____ Given information

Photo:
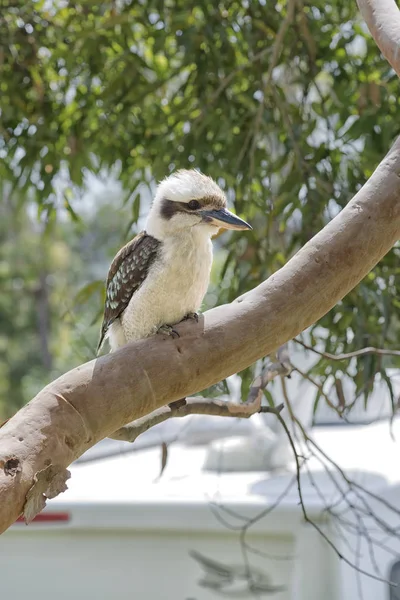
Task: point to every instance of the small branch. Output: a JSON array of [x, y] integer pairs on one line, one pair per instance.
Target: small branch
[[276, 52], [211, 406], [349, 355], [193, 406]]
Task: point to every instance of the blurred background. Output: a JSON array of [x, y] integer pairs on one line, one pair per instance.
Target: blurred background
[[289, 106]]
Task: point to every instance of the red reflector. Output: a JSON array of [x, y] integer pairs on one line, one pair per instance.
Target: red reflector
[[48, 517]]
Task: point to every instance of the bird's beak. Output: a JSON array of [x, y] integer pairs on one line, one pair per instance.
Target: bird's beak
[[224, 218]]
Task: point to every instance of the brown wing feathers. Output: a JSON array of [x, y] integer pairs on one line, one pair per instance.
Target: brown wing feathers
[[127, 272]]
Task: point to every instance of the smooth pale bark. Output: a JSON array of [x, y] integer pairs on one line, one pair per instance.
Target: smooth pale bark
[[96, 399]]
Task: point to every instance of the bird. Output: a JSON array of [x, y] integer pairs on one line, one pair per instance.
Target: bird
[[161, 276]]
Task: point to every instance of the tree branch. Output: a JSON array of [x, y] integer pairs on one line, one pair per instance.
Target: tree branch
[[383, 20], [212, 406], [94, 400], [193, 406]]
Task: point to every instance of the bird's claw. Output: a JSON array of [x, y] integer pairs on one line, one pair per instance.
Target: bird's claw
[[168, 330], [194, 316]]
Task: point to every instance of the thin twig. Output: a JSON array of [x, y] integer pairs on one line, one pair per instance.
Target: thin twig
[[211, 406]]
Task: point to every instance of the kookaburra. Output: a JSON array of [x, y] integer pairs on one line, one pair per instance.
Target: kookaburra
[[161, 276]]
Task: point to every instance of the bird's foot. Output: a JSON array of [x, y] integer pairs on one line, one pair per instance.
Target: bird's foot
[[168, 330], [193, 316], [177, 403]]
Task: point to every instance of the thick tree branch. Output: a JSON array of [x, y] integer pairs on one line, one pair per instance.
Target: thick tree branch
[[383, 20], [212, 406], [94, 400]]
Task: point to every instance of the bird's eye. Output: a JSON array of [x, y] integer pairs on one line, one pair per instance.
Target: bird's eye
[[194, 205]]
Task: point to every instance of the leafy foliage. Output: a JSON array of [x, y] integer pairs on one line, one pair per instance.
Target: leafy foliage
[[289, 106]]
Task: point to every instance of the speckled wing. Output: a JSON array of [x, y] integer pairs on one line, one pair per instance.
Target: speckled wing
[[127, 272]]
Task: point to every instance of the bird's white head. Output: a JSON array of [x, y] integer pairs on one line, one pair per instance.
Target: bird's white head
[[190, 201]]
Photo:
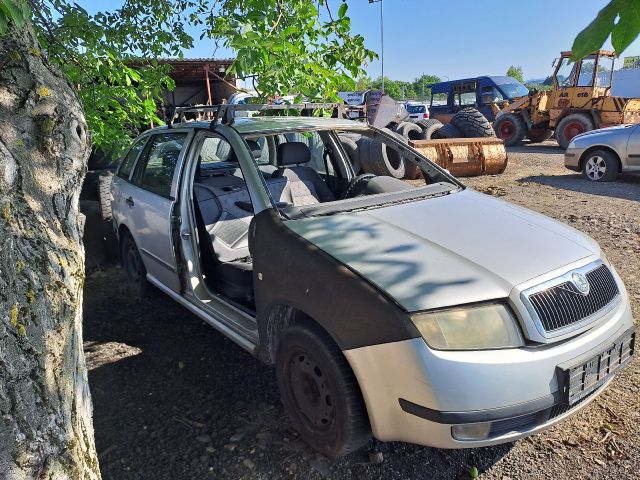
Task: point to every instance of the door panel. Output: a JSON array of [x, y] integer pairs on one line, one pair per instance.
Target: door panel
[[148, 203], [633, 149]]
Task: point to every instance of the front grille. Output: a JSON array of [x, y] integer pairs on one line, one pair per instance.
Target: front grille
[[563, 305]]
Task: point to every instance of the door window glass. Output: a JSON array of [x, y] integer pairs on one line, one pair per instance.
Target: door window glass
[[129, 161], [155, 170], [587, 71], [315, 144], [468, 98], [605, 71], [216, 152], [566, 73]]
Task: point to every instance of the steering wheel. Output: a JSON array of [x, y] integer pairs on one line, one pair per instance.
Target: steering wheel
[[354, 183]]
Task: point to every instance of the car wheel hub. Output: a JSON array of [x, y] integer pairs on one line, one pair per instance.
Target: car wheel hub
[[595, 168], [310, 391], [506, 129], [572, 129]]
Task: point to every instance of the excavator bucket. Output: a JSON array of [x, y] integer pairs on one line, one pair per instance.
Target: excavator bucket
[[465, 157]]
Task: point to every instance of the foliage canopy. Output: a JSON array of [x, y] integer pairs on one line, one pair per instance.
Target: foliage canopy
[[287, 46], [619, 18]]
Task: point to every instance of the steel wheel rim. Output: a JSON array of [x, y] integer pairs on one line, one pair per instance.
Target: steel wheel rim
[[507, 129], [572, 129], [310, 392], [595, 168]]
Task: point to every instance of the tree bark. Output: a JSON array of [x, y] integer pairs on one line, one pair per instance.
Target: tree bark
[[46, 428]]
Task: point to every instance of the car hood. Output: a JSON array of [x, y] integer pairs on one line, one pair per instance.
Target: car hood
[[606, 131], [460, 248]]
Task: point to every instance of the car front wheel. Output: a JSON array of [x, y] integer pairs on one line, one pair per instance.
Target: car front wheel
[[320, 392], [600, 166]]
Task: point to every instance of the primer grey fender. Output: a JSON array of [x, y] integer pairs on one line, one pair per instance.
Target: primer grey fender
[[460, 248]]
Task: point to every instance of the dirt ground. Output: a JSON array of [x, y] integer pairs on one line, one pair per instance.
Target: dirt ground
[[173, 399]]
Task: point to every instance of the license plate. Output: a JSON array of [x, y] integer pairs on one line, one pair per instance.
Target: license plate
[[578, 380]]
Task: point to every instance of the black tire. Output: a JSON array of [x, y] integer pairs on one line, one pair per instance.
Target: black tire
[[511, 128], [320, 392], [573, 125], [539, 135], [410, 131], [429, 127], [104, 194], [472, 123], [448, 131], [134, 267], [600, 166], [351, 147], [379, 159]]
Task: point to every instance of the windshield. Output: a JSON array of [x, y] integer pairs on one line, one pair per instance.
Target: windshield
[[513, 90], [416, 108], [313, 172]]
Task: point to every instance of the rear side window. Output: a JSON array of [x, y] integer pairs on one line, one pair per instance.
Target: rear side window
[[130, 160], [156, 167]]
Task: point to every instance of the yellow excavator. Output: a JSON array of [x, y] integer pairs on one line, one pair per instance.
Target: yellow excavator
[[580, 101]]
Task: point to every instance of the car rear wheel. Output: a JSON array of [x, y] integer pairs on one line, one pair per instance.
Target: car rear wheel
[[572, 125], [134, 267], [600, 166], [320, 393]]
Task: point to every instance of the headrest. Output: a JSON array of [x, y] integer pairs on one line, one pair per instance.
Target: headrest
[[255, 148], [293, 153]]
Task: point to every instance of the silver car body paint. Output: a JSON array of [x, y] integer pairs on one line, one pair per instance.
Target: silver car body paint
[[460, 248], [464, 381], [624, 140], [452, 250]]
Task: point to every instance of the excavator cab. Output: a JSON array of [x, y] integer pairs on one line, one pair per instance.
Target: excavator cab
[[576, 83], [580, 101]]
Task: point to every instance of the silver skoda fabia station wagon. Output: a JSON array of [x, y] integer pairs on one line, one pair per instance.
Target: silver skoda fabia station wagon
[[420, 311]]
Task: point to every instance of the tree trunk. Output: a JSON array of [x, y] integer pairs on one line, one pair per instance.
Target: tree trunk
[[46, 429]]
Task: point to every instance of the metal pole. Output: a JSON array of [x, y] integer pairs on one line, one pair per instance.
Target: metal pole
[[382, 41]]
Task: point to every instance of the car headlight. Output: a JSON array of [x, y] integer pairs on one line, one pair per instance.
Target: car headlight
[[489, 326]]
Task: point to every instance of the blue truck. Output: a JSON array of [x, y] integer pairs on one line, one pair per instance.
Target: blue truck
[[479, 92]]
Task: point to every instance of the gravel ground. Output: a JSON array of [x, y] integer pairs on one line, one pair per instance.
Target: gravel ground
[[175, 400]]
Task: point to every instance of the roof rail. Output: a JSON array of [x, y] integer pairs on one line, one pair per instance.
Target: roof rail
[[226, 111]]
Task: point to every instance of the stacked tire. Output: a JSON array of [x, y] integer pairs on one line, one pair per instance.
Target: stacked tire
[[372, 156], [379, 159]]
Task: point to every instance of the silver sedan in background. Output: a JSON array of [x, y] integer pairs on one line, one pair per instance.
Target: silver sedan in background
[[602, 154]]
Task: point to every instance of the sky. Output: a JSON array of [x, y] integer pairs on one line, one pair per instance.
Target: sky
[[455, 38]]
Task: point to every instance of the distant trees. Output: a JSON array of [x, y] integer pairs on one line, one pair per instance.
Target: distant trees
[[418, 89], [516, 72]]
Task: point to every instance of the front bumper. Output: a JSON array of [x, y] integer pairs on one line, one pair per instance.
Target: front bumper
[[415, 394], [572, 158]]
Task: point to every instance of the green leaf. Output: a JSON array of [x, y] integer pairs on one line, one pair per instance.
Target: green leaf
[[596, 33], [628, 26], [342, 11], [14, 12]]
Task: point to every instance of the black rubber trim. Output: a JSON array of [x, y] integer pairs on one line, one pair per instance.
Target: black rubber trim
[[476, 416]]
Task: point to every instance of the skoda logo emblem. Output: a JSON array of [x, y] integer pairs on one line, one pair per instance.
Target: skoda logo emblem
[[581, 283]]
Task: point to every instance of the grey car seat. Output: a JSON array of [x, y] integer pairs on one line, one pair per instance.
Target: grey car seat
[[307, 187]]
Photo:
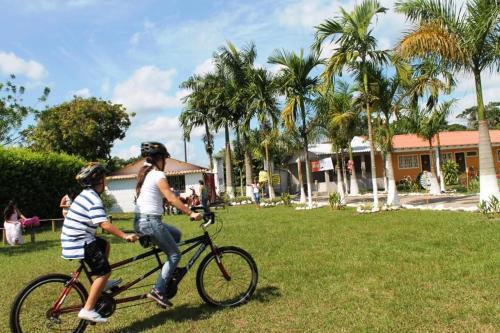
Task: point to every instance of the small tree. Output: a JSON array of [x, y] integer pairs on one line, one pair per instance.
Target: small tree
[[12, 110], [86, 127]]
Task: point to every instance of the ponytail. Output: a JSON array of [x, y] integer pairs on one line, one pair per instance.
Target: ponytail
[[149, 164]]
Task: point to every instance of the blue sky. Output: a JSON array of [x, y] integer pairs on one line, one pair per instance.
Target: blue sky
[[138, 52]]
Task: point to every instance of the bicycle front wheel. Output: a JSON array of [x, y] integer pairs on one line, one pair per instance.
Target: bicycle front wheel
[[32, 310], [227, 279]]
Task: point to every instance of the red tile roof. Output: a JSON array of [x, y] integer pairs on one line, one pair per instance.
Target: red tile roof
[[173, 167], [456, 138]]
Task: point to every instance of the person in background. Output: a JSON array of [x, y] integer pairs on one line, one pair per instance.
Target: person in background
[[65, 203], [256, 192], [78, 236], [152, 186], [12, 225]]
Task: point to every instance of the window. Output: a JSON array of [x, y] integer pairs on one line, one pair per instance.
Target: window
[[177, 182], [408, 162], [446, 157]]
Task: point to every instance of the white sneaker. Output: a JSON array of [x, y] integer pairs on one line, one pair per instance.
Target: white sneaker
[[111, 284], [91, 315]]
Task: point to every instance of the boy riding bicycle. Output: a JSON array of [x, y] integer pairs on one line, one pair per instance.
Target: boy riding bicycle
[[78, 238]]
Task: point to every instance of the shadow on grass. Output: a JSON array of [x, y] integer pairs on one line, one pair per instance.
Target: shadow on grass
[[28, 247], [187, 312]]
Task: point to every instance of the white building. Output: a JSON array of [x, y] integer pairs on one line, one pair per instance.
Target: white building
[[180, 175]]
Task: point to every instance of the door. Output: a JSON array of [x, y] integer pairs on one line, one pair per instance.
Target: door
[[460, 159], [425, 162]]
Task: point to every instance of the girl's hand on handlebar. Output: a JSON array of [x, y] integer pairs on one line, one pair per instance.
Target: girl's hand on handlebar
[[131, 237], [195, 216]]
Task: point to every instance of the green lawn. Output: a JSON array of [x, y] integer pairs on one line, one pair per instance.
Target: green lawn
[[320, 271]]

________

**What you have to do:**
From the records above, give again only the part that opens with the line containing "Task: point to every instance of the bird's white" and closes with the line containing "Task: point to every instance of the front grille.". Keep both ends but drop the pictures.

**Result of the exercise:**
Task: point to every instance of the bird's white head. Output: a JSON array of [x, y] integer pairs on one line, one pair per instance.
Target: bird's white head
[[190, 201]]
Photo:
Task: point to every instance of the door panel. Output: a JSON array of [x, y] integer pairs on one line, one pair per instance.
Target: door panel
[[148, 203], [633, 149]]
Task: point to every instance of the front grille. Output: a JSON array of [x, y] integer pairs on one line, one pair per instance.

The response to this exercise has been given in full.